## EXERCISE INSTRUCTIONS
Lines before the one containing "Locate every instance of the savanna" are excluded; print that line and every line after it through the end of the material below, exactly.

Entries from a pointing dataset
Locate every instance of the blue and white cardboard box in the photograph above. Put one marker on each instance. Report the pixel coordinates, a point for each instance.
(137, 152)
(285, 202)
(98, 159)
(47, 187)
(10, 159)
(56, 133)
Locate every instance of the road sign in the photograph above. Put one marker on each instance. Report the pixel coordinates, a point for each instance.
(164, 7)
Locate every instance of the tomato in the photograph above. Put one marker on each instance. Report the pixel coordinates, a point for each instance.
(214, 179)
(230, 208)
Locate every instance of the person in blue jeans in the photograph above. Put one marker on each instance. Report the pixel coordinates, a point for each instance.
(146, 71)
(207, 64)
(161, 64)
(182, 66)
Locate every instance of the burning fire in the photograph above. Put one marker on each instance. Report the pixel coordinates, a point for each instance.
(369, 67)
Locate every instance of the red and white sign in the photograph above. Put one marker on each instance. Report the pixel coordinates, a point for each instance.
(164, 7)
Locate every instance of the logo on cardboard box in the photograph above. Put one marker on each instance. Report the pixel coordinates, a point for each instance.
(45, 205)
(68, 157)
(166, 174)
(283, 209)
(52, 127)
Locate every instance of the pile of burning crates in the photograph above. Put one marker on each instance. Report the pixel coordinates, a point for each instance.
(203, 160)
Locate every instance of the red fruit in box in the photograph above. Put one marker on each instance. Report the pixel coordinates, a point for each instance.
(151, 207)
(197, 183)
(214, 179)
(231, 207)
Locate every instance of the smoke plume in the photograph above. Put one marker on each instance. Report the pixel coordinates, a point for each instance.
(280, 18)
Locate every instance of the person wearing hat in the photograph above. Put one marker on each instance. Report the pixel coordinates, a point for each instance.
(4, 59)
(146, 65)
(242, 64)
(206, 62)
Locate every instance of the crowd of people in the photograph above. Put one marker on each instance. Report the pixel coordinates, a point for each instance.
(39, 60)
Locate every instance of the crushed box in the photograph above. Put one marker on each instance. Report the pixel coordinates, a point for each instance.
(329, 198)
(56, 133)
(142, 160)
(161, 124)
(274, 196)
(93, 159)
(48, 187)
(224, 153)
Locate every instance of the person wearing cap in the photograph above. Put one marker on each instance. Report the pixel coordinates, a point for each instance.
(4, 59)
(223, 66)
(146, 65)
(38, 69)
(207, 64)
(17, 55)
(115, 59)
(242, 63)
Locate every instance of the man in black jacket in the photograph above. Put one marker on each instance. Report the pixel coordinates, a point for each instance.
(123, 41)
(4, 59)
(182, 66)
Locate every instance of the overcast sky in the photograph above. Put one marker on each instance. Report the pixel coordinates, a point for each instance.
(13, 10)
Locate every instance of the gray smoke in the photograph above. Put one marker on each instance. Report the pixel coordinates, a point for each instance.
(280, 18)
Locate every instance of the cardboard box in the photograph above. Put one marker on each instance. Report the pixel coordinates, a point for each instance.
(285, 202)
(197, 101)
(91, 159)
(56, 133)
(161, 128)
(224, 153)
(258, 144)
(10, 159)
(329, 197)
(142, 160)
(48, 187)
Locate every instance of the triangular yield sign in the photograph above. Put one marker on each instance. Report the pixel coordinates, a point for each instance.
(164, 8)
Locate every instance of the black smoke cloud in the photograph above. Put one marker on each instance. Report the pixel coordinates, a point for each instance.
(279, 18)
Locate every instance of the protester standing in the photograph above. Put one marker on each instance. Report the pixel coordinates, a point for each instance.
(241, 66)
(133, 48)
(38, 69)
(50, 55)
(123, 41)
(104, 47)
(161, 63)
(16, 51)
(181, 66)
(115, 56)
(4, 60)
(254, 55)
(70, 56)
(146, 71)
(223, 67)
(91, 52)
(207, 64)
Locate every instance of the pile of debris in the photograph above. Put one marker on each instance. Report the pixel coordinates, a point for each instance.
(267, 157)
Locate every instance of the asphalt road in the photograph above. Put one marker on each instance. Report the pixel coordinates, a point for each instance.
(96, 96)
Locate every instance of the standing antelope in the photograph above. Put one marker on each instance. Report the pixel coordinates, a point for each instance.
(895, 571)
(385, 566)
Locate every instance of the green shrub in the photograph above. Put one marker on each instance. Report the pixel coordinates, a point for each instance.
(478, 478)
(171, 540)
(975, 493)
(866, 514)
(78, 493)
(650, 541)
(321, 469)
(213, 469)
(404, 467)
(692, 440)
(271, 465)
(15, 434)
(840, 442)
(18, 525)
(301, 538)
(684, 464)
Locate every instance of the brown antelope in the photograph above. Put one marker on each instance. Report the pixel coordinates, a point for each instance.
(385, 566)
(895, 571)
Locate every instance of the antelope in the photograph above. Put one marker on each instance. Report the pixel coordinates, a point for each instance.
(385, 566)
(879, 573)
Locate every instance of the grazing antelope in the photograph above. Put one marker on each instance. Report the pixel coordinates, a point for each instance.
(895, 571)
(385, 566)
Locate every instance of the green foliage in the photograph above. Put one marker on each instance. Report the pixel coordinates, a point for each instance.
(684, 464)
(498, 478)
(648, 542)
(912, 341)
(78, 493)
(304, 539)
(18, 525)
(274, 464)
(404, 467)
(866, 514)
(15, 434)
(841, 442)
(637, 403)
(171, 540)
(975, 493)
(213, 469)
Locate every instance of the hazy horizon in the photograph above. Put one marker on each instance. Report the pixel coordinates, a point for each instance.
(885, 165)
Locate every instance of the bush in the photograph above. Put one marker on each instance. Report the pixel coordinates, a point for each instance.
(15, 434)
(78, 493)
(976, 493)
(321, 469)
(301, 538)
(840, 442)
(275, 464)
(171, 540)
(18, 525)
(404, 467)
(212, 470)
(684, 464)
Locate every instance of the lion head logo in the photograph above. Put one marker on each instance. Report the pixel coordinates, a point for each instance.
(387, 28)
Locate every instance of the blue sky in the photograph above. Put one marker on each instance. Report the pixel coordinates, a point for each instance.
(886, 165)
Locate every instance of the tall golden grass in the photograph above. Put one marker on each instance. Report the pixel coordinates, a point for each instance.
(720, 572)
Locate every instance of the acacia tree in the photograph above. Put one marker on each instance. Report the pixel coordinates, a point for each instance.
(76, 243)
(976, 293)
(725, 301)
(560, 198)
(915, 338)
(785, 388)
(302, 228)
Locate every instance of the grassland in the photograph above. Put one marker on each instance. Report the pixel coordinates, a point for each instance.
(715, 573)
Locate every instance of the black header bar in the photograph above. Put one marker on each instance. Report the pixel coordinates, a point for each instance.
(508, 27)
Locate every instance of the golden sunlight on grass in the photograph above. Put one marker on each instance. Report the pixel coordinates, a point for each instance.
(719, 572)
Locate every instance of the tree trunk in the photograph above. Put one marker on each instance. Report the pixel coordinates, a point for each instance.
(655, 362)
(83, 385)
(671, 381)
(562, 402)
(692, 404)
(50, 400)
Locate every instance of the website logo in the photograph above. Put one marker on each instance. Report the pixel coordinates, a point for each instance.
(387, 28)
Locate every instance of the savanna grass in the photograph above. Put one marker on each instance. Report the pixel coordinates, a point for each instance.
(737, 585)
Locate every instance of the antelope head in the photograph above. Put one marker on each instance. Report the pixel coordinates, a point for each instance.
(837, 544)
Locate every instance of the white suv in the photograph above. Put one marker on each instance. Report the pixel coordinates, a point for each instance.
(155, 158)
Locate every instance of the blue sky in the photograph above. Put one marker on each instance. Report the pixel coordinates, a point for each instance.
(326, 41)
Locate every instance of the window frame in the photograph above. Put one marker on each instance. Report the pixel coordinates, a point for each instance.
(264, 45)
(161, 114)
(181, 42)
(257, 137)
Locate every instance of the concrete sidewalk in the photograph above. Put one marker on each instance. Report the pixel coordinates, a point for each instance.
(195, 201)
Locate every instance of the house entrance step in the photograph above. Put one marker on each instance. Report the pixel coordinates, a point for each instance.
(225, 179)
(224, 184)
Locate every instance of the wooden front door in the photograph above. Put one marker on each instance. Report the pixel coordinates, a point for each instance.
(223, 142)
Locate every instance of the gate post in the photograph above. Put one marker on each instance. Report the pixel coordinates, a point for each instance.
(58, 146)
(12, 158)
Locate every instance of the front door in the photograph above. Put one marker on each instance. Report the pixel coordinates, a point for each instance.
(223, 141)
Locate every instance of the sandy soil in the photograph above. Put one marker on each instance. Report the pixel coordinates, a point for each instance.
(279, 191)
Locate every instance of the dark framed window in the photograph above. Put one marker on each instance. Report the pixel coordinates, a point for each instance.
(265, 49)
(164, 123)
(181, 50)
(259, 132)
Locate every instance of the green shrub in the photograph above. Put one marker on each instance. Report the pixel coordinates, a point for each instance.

## REPLY TO THE EXERCISE
Locate every instance of the savanna grass in the photograph above. Put one marker on each instance. Report the pixel coordinates, a point for each instance.
(737, 585)
Locate every instance of the antelope head in the photograph above. Put one marker on each instance. Report the pixel coordinates, a point for each instance.
(837, 544)
Locate every instance of the white suv in the photograph above. Put one marker on each instance. Report the pixel coordinates, a point for each instance.
(155, 158)
Locate every instance of the blue sky in the photograph above. Put one marker on each instance. Report the pixel coordinates, a point for each instance.
(326, 41)
Locate every instance of the window frame in the photograph above. Put one marker on each instance. Report the pixel coordinates, a point for each instance.
(264, 45)
(161, 114)
(181, 42)
(257, 137)
Locate every instance of the concrete sidewalk in the photograph above. Put one marker on each instance. Report the pixel coordinates, a point for each instance.
(195, 201)
Locate every instance of the house entrance step in the photograph above. Put one marker on each instance. Report the pixel coordinates, a point for each instance.
(225, 179)
(224, 184)
Locate every instance of the wooden front door in the photograph above. Put one marker on each instance. Report the pixel coordinates, a point for each instance.
(223, 142)
Locate every instance of the gate post in the photograph above. Put one marker on each instance. Report the pixel coordinates, a point for each instance.
(58, 146)
(12, 158)
Locate every instance of the front door in the photograph above. Put one marker on each instance. Report the pixel coordinates, a point for each instance.
(223, 141)
Locate every instance of the sandy soil in the photograph above. Put one marker on each instance. Report the pixel coordinates, a point for each instance.
(279, 191)
Locate every instance of the dark framed window in the photograph above. Put one marker on each instance. Report the pixel coordinates, a point for each instance.
(265, 49)
(164, 123)
(181, 50)
(259, 132)
Locate every instance of the green shrub in the photograph above. Put one marker on each instance. Report the pixel coordinates, a point for each instance.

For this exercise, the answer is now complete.